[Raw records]
════════════════
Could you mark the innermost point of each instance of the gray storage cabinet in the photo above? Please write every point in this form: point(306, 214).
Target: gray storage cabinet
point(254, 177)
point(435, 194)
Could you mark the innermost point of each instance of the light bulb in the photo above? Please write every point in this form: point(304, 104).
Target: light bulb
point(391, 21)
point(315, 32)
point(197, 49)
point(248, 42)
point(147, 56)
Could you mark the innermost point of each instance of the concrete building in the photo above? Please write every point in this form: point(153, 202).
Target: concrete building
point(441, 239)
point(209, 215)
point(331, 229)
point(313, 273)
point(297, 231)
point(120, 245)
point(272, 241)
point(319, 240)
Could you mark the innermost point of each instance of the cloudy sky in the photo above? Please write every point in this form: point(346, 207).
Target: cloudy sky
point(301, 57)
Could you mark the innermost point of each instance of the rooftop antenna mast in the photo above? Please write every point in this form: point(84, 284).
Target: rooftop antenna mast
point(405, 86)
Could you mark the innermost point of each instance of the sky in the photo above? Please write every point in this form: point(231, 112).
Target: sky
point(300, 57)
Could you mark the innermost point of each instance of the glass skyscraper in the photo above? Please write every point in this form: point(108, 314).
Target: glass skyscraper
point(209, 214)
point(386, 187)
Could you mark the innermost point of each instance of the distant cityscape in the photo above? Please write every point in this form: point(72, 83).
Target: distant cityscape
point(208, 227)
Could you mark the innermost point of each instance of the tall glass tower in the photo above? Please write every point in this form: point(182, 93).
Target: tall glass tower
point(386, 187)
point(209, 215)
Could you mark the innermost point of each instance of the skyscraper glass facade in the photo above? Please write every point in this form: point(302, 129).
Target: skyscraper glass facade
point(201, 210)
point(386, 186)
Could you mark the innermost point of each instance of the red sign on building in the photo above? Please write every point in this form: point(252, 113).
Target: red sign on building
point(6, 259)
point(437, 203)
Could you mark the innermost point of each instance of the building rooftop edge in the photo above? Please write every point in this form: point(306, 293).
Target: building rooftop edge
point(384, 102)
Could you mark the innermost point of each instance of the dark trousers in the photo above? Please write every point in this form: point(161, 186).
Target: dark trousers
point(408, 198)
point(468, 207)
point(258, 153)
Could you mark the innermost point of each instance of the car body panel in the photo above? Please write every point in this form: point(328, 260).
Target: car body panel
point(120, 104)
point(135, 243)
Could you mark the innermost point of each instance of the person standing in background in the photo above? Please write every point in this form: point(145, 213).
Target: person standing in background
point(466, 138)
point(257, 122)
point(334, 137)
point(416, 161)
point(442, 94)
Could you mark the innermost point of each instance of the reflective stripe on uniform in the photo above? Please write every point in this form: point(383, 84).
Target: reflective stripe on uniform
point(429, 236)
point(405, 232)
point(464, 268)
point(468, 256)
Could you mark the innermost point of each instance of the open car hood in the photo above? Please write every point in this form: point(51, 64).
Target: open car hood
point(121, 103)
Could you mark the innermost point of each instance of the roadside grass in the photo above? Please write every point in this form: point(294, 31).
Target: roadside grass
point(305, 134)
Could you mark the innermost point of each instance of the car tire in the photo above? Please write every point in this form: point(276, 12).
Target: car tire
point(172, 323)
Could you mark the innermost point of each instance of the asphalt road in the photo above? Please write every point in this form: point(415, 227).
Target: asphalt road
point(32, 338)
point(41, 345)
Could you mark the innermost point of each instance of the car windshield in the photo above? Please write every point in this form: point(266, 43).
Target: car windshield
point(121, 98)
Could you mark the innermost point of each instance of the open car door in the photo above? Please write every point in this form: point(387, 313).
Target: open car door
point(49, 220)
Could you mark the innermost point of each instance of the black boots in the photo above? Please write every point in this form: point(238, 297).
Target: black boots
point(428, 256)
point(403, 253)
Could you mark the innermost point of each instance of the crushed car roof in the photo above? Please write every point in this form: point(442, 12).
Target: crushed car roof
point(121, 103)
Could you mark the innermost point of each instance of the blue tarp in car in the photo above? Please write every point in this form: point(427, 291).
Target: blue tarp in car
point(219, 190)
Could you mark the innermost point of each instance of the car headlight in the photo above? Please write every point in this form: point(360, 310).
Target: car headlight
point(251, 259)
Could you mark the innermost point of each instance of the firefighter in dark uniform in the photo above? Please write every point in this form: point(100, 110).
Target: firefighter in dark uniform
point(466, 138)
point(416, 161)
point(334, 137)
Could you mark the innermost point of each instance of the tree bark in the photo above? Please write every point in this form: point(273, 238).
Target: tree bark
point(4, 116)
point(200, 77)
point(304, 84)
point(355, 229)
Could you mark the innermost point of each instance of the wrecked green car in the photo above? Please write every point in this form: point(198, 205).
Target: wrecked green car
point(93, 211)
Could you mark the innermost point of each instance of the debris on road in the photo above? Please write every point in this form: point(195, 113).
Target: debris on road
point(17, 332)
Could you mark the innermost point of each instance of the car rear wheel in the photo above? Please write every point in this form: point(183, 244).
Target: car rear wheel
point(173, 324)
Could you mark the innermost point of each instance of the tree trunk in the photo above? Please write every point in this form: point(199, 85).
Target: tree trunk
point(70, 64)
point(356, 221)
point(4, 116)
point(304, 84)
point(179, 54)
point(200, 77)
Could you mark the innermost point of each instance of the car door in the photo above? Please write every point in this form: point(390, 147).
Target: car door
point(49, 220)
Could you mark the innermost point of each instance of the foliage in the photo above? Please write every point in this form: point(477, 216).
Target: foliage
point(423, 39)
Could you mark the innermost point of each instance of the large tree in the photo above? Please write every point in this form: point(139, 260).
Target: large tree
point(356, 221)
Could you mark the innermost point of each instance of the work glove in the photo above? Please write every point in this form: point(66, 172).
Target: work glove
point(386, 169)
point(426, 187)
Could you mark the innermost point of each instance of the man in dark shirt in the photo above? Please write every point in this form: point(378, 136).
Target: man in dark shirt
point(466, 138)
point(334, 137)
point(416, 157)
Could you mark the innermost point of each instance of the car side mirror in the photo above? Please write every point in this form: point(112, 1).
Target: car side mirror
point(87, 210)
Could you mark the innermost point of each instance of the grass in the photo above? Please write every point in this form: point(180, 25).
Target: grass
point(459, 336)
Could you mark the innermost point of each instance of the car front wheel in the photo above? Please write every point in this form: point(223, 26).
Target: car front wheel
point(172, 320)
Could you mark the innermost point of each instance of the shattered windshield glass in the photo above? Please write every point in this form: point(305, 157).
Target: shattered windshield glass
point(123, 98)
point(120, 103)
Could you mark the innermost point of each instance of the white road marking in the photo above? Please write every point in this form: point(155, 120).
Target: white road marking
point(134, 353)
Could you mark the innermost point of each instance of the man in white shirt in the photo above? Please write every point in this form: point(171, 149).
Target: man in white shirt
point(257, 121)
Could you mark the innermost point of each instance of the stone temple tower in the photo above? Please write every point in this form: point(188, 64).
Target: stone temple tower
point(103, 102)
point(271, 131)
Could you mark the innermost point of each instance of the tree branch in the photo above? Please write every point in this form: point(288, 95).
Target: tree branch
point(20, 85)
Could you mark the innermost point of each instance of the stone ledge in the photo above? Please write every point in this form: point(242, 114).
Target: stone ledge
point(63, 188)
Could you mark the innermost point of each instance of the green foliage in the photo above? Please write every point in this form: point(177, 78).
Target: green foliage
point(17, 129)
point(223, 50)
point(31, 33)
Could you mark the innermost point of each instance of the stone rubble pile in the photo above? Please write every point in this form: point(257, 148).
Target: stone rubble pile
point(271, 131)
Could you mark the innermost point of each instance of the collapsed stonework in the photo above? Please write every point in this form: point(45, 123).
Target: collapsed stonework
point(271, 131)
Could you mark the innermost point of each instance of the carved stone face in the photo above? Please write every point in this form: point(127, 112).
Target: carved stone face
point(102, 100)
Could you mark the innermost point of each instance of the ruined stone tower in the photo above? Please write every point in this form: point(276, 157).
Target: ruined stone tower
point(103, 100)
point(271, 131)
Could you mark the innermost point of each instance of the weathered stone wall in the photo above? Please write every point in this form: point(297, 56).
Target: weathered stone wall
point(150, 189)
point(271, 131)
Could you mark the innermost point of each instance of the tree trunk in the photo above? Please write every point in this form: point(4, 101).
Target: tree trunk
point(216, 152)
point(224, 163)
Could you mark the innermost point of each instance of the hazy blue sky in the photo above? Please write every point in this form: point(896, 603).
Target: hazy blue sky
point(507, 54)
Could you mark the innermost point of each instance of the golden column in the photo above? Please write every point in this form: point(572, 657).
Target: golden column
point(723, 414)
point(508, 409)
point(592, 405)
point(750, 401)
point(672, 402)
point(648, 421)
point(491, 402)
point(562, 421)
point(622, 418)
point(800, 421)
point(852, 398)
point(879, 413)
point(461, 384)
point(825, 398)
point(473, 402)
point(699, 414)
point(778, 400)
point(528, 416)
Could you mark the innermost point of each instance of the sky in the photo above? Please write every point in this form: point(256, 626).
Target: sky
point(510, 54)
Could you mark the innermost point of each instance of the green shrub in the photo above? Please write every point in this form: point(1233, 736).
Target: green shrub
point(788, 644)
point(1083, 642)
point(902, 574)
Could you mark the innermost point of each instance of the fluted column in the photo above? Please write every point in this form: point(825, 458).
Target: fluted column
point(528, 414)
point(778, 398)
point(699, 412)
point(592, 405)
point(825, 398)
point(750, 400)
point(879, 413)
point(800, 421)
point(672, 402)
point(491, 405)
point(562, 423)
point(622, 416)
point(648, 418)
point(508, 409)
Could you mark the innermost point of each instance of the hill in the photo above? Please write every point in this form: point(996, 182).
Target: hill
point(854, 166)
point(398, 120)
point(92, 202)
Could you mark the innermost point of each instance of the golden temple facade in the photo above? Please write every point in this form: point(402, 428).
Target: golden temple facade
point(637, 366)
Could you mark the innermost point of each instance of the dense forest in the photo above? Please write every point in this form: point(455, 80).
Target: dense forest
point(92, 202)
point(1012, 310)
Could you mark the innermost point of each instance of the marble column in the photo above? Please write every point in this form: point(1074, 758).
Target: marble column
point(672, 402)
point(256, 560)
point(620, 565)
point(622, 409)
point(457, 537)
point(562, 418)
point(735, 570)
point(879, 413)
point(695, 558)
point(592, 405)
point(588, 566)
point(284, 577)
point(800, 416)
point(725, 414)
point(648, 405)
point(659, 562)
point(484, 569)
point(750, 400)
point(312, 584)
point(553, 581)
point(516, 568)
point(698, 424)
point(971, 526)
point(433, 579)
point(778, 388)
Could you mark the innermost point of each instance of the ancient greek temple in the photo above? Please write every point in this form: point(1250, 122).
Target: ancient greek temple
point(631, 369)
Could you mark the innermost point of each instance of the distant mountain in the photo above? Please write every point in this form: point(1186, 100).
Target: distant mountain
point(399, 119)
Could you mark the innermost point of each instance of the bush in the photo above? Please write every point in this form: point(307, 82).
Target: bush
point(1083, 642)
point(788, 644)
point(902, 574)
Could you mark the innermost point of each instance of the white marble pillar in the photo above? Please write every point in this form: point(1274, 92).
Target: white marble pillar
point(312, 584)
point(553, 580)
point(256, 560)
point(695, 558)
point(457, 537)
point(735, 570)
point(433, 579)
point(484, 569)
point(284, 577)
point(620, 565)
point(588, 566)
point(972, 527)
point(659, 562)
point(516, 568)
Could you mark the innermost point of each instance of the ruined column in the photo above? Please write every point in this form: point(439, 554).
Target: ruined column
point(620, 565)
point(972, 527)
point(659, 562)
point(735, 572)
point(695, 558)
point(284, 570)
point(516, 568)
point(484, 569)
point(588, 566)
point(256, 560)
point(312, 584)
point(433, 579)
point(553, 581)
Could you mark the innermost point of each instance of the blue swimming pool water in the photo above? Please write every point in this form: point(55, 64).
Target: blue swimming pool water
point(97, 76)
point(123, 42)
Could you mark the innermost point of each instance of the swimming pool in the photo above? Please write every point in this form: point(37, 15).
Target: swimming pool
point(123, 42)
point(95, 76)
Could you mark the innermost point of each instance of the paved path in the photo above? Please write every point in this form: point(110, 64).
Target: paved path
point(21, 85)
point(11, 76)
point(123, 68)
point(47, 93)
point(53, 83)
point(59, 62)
════════════════
_DESCRIPTION OF THE TASK_
Rewrite the stretch of lines from the one containing "form: point(84, 284)." through the one containing "point(208, 227)", requests included, scaling the coordinates in every answer point by 1.65 and rounding to whole numbers with halves going up. Keep the numbers in the requests and their sample points as they are.

_ANSWER_
Could you mark the innermost point of each instance of the rooftop antenna mast in the photo above? Please write every point in this form: point(84, 284).
Target: rooftop antenna mast
point(668, 142)
Could you mark the innermost point of each instance of the sky in the photo above? Please write every point in this form: point(231, 112).
Target: sky
point(495, 94)
Could you mark the innermost point of each instance of the glass skyscraper in the photo above? Please write every point in this form: point(108, 314).
Target: glass skyscraper
point(345, 353)
point(637, 309)
Could you mark the innermost point of each instance of the distant cityscape in the photo above? Please write every point in this form: point(72, 83).
Target: distant cityscape
point(343, 375)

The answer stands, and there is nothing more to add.